# start of DATA TO PROCESS

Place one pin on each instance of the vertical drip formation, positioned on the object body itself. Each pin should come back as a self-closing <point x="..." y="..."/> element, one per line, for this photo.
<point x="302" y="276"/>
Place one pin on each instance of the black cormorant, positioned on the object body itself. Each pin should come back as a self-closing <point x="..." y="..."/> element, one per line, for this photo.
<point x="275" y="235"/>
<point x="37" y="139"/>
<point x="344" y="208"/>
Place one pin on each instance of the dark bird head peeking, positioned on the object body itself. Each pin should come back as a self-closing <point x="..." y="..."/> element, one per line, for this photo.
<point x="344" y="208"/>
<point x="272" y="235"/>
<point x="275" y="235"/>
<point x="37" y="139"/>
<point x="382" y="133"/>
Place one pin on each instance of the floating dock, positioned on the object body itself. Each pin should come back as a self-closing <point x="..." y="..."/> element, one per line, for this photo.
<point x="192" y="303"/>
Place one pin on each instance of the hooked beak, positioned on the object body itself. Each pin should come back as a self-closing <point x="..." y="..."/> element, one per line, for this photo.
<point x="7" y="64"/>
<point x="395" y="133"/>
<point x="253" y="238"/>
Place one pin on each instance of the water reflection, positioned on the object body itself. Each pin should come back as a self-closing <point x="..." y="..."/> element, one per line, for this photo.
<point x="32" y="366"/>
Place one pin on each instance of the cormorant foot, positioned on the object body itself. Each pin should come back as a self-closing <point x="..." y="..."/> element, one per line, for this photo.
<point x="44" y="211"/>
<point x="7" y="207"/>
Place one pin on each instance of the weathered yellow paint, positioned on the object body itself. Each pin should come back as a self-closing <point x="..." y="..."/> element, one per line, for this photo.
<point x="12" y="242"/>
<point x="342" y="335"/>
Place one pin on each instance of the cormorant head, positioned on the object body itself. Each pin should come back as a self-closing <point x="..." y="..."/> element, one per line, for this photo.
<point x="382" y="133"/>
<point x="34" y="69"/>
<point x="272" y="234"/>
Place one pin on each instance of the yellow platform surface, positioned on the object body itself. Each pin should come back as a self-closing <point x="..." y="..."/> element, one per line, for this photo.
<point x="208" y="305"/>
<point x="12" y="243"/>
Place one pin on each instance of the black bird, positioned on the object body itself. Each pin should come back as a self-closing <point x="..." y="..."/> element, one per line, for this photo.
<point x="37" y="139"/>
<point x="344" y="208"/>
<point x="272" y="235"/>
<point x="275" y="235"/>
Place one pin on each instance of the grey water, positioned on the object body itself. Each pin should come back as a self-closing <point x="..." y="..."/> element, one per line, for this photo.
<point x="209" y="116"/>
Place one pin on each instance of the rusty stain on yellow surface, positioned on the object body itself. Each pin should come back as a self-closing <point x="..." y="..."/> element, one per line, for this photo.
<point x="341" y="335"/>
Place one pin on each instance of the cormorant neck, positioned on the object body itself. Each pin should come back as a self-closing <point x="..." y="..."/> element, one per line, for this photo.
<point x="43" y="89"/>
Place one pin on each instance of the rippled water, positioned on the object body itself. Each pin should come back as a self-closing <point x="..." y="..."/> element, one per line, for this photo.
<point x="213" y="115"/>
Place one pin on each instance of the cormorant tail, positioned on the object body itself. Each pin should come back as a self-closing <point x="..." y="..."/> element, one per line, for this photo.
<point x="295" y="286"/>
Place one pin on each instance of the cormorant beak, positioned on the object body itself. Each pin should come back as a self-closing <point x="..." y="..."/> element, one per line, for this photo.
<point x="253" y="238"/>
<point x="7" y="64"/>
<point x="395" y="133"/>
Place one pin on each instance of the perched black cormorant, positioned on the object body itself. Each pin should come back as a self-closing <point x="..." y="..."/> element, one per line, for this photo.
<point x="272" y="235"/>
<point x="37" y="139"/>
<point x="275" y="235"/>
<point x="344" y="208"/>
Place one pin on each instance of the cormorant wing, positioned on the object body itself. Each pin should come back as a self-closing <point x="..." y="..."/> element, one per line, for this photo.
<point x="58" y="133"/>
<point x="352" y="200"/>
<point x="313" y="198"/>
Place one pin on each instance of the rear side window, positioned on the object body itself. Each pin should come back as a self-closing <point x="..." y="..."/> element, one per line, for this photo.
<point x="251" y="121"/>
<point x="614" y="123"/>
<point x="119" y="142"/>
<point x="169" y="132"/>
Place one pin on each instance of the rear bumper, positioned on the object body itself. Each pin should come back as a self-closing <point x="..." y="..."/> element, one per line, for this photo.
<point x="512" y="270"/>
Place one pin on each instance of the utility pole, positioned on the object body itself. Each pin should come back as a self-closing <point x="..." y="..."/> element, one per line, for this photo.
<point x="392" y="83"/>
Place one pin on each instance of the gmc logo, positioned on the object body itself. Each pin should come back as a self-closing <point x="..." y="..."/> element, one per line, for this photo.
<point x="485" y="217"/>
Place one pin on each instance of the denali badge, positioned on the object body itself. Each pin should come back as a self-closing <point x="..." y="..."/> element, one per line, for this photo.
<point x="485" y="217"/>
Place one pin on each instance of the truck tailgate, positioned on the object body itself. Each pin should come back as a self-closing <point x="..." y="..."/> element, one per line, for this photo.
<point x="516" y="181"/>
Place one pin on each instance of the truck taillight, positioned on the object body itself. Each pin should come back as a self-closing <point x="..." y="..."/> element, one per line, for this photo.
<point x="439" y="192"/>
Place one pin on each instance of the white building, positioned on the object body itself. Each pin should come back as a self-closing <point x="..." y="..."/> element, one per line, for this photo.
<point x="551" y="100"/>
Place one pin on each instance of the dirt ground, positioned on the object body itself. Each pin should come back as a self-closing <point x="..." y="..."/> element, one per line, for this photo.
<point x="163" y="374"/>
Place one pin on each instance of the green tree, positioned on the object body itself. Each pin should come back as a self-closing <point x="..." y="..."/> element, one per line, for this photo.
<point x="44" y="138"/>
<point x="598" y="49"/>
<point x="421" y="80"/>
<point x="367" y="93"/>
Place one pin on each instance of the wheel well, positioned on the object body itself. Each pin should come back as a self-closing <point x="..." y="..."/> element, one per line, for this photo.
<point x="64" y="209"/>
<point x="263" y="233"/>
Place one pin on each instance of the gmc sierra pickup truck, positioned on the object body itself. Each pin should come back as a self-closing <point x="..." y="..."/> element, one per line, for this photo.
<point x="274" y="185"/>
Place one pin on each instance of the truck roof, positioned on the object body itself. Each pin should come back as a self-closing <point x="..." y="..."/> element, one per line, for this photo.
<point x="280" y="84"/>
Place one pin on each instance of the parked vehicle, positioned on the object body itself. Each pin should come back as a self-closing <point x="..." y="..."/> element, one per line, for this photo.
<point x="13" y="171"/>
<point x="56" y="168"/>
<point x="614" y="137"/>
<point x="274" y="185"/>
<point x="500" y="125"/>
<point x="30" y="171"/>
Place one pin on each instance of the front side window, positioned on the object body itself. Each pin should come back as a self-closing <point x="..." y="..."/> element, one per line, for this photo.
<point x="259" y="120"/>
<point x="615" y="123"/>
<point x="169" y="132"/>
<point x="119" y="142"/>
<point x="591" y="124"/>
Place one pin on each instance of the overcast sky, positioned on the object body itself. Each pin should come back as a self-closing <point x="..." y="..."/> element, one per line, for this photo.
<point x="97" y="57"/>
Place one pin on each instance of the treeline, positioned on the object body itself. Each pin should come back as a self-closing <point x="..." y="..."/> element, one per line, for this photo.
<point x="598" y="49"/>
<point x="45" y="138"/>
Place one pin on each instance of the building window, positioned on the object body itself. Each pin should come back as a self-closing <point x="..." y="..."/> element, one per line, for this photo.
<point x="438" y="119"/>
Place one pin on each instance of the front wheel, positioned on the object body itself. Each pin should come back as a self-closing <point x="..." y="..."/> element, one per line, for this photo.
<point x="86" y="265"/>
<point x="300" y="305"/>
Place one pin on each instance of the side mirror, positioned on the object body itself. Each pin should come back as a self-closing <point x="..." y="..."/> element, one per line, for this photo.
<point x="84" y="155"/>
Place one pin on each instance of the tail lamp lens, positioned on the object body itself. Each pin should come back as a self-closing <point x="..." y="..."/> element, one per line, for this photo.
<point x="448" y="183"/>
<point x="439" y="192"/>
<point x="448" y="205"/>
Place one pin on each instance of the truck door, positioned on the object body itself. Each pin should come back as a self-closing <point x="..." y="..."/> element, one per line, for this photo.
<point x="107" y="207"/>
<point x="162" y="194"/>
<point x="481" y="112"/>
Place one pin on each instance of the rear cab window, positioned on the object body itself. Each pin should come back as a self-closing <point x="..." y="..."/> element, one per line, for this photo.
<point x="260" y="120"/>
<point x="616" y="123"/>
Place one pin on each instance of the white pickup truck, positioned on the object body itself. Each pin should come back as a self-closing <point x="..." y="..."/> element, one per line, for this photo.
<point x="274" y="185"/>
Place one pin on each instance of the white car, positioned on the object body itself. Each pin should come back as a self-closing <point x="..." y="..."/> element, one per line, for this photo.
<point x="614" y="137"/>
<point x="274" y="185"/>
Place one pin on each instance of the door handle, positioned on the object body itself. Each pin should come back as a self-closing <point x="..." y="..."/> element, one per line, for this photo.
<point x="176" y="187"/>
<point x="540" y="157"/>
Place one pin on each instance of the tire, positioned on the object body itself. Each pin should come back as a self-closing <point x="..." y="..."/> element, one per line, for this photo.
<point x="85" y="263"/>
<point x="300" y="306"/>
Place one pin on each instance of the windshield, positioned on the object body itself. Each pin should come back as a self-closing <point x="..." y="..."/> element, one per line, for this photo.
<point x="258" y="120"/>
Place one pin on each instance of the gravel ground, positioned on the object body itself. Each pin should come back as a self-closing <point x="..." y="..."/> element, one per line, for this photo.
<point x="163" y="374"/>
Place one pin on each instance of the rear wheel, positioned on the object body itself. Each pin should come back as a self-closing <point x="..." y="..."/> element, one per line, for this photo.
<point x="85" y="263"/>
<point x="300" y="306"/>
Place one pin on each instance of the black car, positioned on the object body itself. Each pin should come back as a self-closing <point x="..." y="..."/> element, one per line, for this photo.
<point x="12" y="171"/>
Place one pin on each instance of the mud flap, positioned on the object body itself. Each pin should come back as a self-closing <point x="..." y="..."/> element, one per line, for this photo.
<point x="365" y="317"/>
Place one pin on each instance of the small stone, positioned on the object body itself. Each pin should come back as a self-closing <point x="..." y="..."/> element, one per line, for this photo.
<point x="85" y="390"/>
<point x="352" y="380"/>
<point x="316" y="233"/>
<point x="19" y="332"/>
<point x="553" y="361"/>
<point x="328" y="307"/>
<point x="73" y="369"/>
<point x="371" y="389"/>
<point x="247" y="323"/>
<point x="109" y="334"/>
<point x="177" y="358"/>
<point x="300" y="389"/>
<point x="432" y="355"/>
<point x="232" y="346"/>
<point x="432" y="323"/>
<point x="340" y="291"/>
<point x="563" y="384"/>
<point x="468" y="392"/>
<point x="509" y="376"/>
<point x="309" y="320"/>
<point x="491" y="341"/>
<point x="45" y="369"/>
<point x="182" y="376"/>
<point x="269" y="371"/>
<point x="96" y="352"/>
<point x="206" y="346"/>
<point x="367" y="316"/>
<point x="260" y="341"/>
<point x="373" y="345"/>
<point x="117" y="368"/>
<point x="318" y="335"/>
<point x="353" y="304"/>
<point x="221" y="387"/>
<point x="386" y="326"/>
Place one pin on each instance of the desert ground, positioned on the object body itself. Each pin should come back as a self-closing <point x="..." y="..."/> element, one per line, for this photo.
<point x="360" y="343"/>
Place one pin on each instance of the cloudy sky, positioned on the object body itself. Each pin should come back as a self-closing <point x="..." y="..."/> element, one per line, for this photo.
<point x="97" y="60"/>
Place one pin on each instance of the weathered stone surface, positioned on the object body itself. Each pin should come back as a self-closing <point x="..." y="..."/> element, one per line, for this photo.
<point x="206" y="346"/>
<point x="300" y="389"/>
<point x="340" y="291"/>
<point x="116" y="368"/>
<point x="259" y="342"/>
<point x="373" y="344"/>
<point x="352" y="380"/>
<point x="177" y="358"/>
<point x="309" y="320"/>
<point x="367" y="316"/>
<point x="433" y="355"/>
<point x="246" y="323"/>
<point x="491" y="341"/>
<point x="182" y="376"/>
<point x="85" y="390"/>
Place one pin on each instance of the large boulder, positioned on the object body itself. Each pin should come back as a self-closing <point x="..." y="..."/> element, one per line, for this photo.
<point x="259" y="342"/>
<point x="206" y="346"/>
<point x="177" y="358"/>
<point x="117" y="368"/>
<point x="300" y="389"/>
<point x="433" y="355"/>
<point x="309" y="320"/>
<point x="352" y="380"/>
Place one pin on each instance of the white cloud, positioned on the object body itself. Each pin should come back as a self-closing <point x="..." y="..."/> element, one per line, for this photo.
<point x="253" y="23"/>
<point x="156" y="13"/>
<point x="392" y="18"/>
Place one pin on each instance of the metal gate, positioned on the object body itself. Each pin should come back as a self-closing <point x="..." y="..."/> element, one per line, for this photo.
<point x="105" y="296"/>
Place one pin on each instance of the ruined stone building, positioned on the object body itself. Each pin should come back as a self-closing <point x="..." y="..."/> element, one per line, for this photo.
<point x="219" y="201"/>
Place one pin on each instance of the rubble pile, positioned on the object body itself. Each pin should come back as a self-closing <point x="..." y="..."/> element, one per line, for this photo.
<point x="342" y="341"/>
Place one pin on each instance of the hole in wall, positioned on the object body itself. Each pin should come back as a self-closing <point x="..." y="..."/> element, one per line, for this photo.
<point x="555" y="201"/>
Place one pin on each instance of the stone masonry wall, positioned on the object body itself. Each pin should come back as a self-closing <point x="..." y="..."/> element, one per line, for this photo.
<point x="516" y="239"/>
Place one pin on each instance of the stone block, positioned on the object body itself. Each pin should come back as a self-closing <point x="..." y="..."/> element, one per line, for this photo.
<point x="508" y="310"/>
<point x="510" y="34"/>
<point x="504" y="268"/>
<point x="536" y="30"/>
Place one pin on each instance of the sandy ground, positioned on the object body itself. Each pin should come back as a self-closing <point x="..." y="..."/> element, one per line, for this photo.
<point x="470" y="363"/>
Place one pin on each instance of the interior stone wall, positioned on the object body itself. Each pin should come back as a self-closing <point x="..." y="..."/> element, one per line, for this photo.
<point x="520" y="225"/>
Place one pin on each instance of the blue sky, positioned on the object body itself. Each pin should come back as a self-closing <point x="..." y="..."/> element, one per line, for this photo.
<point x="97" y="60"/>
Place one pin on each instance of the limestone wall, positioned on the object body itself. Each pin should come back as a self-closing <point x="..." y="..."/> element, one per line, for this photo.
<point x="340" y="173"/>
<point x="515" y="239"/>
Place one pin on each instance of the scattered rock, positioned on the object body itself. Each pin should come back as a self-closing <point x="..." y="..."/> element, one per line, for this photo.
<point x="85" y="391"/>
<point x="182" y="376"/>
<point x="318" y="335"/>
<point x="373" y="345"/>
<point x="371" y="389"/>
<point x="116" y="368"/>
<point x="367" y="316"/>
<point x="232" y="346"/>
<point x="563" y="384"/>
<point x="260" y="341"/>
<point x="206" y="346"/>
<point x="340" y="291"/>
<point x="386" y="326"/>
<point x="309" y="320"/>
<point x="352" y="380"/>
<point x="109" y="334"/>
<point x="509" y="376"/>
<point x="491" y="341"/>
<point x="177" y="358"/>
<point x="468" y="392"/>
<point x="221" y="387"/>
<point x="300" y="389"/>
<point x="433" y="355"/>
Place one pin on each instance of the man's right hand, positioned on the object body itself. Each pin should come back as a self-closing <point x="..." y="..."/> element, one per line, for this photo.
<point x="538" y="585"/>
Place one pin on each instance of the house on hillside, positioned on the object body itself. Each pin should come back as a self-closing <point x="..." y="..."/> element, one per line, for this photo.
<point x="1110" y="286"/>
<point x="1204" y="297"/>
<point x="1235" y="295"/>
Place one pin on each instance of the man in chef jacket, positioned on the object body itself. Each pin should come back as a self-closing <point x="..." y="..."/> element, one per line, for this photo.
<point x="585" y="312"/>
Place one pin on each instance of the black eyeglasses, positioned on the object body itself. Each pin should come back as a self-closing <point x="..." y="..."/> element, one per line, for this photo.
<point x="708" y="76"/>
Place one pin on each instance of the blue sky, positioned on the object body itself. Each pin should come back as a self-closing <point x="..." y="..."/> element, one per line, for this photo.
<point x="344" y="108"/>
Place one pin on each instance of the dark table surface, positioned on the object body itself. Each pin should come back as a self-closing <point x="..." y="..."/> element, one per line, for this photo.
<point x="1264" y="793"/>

# end of DATA TO PROCESS

> _GIVEN PROBLEM_: Using the material above, reproduce exactly the line that contains "Place one pin on each instance of the man in" and all lines after it through the last one, and only those.

> _RESPONSE TO THIS EXERCISE_:
Place one pin on each instance of the man in chef jacket, positioned on the object body itself. Each pin should come back as a self-closing <point x="..." y="..."/> element, one per line, for this photo.
<point x="585" y="312"/>
Place one pin on each instance of the black eyeglasses, positioned on the object body itself. Each pin should come back as a self-closing <point x="..." y="..."/> element, one per line, for this photo.
<point x="708" y="76"/>
Place one pin on each instance of the blue sky, positioned on the object body itself. Each pin should come back as a self-closing <point x="..." y="..."/> element, one per line, for this photo.
<point x="344" y="108"/>
Place one pin on each instance of the dark table surface, positioned on the object body itself. Each pin should come back as a self-closing <point x="..." y="..."/> element, one per line, for this photo.
<point x="1264" y="793"/>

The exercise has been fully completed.